### What the task asks
What you return must match every record word for word.

Raw data START

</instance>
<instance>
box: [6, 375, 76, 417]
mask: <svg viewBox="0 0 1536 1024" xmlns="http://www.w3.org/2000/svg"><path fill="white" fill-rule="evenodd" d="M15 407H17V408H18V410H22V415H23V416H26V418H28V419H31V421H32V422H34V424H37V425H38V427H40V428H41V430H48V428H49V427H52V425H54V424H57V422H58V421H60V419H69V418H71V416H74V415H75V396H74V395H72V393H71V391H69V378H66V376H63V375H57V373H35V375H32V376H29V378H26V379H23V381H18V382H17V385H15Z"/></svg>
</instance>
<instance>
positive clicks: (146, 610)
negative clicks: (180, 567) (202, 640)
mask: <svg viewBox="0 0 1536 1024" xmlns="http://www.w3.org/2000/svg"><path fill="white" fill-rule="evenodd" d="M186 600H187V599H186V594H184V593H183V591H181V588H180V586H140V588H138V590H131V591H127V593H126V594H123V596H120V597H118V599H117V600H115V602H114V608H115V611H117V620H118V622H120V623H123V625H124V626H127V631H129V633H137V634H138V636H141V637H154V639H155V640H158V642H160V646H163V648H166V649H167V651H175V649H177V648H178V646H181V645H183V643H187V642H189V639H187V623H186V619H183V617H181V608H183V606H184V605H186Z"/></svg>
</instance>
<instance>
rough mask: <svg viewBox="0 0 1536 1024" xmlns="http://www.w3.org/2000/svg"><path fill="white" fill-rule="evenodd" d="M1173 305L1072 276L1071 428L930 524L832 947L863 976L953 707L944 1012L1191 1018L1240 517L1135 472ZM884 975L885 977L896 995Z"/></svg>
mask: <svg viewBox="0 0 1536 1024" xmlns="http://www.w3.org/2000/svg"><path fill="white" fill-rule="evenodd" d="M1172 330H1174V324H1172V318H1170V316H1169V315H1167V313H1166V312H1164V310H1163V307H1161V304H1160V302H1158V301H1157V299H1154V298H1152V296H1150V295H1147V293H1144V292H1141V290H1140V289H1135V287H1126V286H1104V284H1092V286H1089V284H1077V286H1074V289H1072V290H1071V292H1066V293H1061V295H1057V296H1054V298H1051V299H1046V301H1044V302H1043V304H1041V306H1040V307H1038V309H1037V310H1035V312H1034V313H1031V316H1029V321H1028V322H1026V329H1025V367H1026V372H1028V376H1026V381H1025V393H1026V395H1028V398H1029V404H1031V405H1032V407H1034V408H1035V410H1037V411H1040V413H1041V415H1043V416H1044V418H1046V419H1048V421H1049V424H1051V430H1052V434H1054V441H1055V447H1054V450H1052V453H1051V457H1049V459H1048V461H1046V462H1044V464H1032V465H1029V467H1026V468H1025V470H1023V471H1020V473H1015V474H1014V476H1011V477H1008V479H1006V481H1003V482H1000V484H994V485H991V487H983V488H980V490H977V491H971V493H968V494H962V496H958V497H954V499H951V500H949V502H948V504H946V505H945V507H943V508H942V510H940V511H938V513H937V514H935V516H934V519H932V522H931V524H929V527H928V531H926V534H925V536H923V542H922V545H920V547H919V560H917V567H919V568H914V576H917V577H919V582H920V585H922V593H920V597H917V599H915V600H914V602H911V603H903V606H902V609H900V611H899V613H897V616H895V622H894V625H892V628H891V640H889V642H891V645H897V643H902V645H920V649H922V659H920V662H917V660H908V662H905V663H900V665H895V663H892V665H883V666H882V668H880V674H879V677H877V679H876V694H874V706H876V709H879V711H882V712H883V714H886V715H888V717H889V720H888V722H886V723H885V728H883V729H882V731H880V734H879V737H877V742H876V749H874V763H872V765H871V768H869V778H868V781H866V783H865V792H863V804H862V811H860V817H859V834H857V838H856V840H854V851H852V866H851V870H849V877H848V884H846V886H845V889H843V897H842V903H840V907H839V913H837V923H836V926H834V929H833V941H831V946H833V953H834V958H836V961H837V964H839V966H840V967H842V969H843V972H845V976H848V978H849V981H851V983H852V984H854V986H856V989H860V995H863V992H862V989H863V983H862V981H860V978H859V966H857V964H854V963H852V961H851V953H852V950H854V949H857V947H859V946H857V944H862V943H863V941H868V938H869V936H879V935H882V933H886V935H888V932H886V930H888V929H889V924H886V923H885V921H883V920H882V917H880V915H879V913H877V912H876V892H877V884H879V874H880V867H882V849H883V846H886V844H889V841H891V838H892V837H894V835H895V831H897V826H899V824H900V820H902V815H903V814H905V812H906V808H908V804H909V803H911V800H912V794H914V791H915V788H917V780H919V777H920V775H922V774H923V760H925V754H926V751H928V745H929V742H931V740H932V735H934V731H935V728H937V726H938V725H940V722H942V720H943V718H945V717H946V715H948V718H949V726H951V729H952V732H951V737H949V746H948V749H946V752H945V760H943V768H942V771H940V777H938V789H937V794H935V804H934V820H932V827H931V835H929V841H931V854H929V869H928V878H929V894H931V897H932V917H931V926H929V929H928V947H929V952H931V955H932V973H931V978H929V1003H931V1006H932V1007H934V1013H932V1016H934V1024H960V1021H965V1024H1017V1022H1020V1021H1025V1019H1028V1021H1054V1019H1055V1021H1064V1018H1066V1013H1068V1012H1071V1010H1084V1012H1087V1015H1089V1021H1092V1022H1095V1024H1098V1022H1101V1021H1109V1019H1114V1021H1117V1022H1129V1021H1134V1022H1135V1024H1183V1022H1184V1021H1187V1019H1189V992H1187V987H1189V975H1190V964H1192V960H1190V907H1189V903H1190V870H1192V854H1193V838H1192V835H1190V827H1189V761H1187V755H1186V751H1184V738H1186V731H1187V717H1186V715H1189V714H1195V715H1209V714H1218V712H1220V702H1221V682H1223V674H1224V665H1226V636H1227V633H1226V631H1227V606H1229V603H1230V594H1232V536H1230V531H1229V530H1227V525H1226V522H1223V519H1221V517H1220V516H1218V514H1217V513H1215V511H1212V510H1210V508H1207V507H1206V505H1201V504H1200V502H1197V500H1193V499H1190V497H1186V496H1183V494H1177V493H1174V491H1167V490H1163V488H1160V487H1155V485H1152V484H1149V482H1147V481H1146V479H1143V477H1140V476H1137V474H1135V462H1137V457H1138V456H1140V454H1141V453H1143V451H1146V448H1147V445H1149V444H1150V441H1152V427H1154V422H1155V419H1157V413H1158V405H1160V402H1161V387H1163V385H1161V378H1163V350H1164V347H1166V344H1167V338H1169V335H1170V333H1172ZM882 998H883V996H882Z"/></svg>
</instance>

Raw data END

### Written reply
</instance>
<instance>
box: [6, 375, 76, 417]
mask: <svg viewBox="0 0 1536 1024" xmlns="http://www.w3.org/2000/svg"><path fill="white" fill-rule="evenodd" d="M15 407H17V408H18V410H22V415H23V416H26V418H28V419H31V421H32V422H34V424H37V425H38V427H40V428H41V430H48V428H49V427H52V425H54V424H57V422H58V421H60V419H69V418H71V416H74V415H75V396H74V395H72V393H71V391H69V378H66V376H63V375H57V373H35V375H32V376H29V378H26V379H23V381H18V382H17V385H15Z"/></svg>
</instance>
<instance>
positive clicks: (146, 610)
negative clicks: (180, 567) (202, 640)
mask: <svg viewBox="0 0 1536 1024" xmlns="http://www.w3.org/2000/svg"><path fill="white" fill-rule="evenodd" d="M186 600H187V599H186V594H184V593H183V591H181V588H180V586H140V588H138V590H131V591H127V593H126V594H123V596H120V597H118V599H117V600H115V602H114V608H115V611H117V620H118V622H120V623H123V625H124V626H127V631H129V633H137V634H138V636H141V637H154V639H155V640H158V642H160V646H163V648H166V649H167V651H175V649H177V648H178V646H181V645H183V643H187V642H189V639H187V623H186V619H183V617H181V608H183V606H184V605H186Z"/></svg>
</instance>
<instance>
rough mask: <svg viewBox="0 0 1536 1024" xmlns="http://www.w3.org/2000/svg"><path fill="white" fill-rule="evenodd" d="M1173 305L1072 276L1071 428L930 524L832 947L863 976L953 707L944 1012L1191 1018L1240 517L1135 472ZM884 975L885 977L896 995Z"/></svg>
mask: <svg viewBox="0 0 1536 1024" xmlns="http://www.w3.org/2000/svg"><path fill="white" fill-rule="evenodd" d="M1172 330H1174V324H1172V318H1170V316H1169V315H1167V313H1166V312H1164V310H1163V307H1161V304H1160V302H1158V301H1157V299H1154V298H1152V296H1150V295H1147V293H1144V292H1141V290H1140V289H1135V287H1126V286H1104V284H1092V286H1089V284H1077V286H1074V289H1072V290H1071V292H1066V293H1061V295H1057V296H1054V298H1051V299H1046V301H1044V302H1043V304H1041V306H1040V307H1038V309H1037V310H1035V312H1034V313H1031V316H1029V321H1028V322H1026V329H1025V367H1026V372H1028V376H1026V381H1025V393H1026V395H1028V398H1029V404H1031V405H1032V407H1034V408H1035V410H1037V411H1040V413H1041V415H1043V416H1044V418H1046V419H1048V421H1049V424H1051V430H1052V434H1054V441H1055V447H1054V450H1052V453H1051V457H1049V459H1048V461H1046V462H1044V464H1032V465H1029V467H1026V468H1025V470H1023V471H1020V473H1015V474H1014V476H1011V477H1008V479H1006V481H1003V482H1000V484H994V485H991V487H983V488H980V490H977V491H971V493H968V494H962V496H958V497H954V499H951V500H949V502H948V504H946V505H945V507H943V508H942V510H940V511H938V513H937V514H935V516H934V519H932V522H931V524H929V527H928V531H926V534H925V536H923V542H922V545H920V547H919V560H917V567H919V568H914V576H917V577H919V582H920V585H922V593H920V597H917V599H915V600H914V602H911V603H903V606H902V609H900V611H899V613H897V616H895V622H894V625H892V628H891V640H889V642H891V645H897V643H902V645H920V649H922V659H920V662H917V660H908V662H905V663H900V665H895V663H892V665H883V666H882V668H880V674H879V677H877V679H876V694H874V706H876V709H879V711H882V712H883V714H886V715H888V717H889V720H888V722H886V723H885V728H883V729H882V731H880V734H879V737H877V742H876V749H874V763H872V765H871V768H869V778H868V781H866V783H865V792H863V804H862V811H860V817H859V834H857V838H856V840H854V851H852V866H851V870H849V877H848V884H846V886H845V889H843V897H842V903H840V907H839V913H837V923H836V926H834V929H833V941H831V946H833V953H834V958H836V961H837V964H839V966H840V967H842V969H843V972H845V976H848V978H849V981H851V983H852V984H854V986H856V989H860V995H863V992H862V989H863V983H862V981H860V978H859V966H857V964H854V963H852V961H851V953H852V950H854V949H857V947H859V946H857V944H862V943H863V941H868V938H869V936H879V935H882V933H886V935H888V932H886V930H888V929H889V924H886V923H885V921H883V920H882V917H880V915H879V913H877V912H876V892H877V884H879V874H880V867H882V849H883V846H886V844H889V841H891V838H892V837H894V835H895V831H897V826H899V824H900V820H902V815H903V814H905V812H906V808H908V804H909V803H911V800H912V794H914V791H915V788H917V780H919V777H920V775H922V774H923V760H925V754H926V751H928V745H929V742H931V740H932V735H934V731H935V728H937V726H938V725H940V722H942V720H943V718H945V717H946V715H948V718H949V726H951V729H952V732H951V737H949V746H948V749H946V752H945V760H943V768H942V771H940V777H938V789H937V794H935V804H934V820H932V827H931V835H929V841H931V854H929V869H928V878H929V894H931V897H932V917H931V926H929V929H928V947H929V952H931V955H932V973H931V978H929V1003H931V1006H932V1007H934V1013H932V1016H934V1024H960V1021H965V1024H1017V1022H1020V1021H1025V1019H1028V1021H1054V1019H1055V1021H1064V1018H1066V1013H1068V1012H1071V1010H1084V1012H1087V1015H1089V1021H1092V1022H1095V1024H1098V1022H1101V1021H1109V1019H1114V1021H1117V1022H1129V1021H1134V1022H1135V1024H1183V1022H1184V1021H1187V1019H1189V992H1187V987H1189V975H1190V964H1192V960H1190V907H1189V903H1190V870H1192V854H1193V838H1192V835H1190V827H1189V761H1187V755H1186V751H1184V738H1186V731H1187V717H1186V715H1189V714H1195V715H1209V714H1218V712H1220V702H1221V682H1223V674H1224V665H1226V636H1227V633H1226V631H1227V606H1229V603H1230V594H1232V536H1230V531H1229V530H1227V525H1226V522H1223V519H1221V517H1220V516H1218V514H1217V513H1215V511H1212V510H1210V508H1207V507H1206V505H1201V504H1200V502H1197V500H1193V499H1190V497H1186V496H1183V494H1177V493H1174V491H1167V490H1163V488H1160V487H1155V485H1152V484H1149V482H1147V481H1146V479H1143V477H1140V476H1137V474H1135V462H1137V457H1138V456H1140V454H1141V453H1143V451H1146V448H1147V445H1149V444H1150V441H1152V427H1154V422H1155V419H1157V413H1158V405H1160V402H1161V387H1163V385H1161V378H1163V350H1164V347H1166V344H1167V338H1169V335H1170V333H1172ZM882 998H883V996H882Z"/></svg>
</instance>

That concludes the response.